__Description of the task__: Reproduce the lines of the listing below, requests included, from the line containing "the man in white" through the end of the listing. Scale every coordinate in the answers by 1.4 and round each result to a whole number, with halves rounded up.

Dataset excerpts on object pointing
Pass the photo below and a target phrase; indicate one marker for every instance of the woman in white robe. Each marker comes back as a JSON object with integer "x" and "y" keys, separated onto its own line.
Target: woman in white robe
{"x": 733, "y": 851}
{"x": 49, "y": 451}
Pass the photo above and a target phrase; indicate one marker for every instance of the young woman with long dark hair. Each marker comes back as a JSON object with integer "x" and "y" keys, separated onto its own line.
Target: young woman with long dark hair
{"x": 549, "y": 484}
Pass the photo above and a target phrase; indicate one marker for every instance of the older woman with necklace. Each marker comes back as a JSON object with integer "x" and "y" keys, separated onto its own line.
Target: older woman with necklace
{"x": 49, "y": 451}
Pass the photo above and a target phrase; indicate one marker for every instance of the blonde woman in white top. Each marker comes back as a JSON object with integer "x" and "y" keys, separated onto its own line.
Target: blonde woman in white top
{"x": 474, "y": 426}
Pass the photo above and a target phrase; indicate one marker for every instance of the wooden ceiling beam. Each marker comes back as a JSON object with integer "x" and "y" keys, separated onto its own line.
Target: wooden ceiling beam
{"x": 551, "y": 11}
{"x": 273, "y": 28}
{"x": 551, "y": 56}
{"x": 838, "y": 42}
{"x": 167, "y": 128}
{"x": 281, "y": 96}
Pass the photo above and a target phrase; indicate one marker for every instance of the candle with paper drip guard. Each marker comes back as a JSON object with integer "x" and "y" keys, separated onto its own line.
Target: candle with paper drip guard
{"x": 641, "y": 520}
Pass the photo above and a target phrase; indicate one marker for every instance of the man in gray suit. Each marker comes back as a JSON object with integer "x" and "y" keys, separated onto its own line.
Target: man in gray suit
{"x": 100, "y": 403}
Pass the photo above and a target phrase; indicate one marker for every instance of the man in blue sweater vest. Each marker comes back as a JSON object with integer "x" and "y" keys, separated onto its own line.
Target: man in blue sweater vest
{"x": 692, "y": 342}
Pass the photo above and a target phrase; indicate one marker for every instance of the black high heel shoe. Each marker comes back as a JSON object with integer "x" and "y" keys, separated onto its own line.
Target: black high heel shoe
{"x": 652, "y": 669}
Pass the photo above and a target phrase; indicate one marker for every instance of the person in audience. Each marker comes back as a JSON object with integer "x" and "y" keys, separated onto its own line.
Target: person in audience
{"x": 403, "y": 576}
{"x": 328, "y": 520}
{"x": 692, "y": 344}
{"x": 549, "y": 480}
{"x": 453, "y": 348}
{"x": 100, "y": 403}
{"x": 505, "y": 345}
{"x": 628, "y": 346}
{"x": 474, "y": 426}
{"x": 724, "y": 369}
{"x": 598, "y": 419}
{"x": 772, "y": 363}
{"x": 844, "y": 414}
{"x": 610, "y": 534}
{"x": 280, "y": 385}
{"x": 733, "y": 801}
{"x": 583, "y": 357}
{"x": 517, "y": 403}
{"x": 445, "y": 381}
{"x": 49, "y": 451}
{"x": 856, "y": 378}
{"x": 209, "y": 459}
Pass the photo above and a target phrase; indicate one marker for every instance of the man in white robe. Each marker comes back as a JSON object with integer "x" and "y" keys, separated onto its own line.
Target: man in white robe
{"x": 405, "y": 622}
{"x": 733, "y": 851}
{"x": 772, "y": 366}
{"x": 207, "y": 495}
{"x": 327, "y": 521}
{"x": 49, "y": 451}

__Expected answer__:
Pass the photo above and a target phrase; indicate one marker for every instance of the man in white robe. Each marker comes back as a JSON object with integer "x" and "y" keys, separated onto its own line.
Target: man in white robe
{"x": 567, "y": 871}
{"x": 1026, "y": 1191}
{"x": 1081, "y": 512}
{"x": 290, "y": 693}
{"x": 458, "y": 729}
{"x": 69, "y": 631}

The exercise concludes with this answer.